# [ABOUT THIS EXERCISE]
Filter the lines below, copying only those with the string "negative".

# [EXTRACTED DATA]
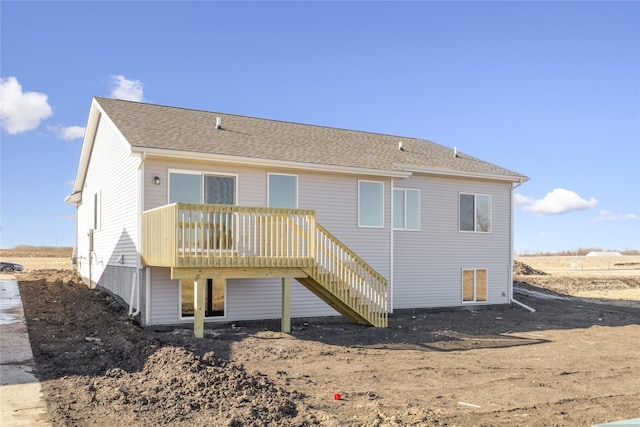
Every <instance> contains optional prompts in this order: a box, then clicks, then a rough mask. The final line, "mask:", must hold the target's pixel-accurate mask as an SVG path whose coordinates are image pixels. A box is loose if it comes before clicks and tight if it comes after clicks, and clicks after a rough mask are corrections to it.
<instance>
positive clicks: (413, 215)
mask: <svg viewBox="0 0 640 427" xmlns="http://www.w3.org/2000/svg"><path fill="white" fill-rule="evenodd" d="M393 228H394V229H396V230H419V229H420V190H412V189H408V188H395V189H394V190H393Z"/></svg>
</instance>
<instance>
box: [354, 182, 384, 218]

---

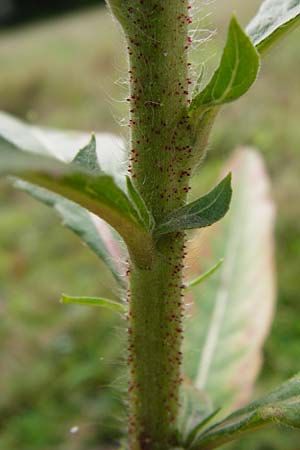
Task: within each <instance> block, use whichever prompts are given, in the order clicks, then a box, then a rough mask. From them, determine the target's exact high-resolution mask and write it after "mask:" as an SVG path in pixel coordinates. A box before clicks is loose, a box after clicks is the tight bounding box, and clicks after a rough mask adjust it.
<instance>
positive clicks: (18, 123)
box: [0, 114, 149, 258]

--

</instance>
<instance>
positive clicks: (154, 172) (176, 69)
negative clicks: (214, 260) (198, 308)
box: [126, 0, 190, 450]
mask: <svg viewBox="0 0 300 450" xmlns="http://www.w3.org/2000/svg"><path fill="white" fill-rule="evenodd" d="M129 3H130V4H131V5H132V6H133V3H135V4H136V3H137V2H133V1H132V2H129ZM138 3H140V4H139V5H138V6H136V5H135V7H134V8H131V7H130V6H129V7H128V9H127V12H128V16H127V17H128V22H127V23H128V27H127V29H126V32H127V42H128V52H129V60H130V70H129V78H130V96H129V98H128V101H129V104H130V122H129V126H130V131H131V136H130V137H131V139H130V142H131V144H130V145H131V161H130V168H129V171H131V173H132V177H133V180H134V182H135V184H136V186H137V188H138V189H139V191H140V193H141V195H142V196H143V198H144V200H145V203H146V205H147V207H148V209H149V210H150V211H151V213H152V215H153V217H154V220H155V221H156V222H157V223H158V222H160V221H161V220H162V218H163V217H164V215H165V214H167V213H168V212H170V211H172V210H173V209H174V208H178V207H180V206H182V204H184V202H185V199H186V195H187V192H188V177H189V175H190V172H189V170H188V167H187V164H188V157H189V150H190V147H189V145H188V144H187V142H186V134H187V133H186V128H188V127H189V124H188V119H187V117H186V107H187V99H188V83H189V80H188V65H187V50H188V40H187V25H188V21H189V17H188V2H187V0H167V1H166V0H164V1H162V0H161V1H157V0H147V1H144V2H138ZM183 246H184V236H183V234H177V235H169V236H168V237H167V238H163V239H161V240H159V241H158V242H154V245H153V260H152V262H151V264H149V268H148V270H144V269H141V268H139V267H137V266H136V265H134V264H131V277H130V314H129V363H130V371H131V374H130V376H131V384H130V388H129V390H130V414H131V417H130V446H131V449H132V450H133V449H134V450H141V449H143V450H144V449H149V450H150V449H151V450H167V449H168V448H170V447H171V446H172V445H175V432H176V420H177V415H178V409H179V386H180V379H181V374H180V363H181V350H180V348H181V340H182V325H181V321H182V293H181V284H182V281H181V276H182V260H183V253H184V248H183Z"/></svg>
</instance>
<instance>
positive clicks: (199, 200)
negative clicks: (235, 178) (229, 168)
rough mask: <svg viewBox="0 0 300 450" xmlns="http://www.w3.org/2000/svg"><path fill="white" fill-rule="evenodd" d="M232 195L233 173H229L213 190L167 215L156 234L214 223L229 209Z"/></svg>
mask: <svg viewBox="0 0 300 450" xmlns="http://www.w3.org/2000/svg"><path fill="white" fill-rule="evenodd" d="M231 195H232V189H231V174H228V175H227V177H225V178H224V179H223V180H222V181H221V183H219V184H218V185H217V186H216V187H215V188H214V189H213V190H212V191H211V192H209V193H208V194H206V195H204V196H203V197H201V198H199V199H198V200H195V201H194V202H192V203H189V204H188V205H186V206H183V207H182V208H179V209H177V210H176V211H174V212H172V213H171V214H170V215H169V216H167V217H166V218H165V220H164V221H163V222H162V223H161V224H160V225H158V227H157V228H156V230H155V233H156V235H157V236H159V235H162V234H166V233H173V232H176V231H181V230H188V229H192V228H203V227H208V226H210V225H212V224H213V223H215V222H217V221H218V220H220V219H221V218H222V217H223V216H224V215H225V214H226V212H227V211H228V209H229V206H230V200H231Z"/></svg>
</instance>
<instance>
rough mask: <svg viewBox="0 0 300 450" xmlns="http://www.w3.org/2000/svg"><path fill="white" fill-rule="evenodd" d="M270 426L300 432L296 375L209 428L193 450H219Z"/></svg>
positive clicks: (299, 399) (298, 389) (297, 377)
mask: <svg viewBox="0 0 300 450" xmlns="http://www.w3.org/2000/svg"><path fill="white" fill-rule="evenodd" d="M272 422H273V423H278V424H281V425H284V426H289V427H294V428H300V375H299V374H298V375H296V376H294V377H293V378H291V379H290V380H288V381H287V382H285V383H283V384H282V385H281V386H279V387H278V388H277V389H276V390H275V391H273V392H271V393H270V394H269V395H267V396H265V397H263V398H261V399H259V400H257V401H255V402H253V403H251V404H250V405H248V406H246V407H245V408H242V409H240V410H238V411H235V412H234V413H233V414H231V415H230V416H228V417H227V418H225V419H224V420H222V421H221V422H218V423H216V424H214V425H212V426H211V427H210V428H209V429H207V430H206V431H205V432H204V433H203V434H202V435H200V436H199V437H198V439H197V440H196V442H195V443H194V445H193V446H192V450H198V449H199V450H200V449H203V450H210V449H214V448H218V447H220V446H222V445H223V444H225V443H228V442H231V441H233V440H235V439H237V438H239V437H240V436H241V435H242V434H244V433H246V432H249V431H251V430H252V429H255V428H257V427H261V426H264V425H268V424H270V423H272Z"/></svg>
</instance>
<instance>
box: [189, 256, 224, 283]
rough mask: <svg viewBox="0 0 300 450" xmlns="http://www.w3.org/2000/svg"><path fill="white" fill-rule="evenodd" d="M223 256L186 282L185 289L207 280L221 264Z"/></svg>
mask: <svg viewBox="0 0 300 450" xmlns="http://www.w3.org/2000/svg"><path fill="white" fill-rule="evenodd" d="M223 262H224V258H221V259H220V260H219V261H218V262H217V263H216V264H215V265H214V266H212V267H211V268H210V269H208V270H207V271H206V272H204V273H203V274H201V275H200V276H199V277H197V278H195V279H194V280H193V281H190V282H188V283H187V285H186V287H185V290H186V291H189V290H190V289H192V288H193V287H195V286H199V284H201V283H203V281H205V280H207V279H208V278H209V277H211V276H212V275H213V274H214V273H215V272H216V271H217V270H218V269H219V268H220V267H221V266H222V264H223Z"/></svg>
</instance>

# [COMPLETED TASK]
negative clicks: (214, 260) (198, 308)
negative clicks: (235, 178) (229, 168)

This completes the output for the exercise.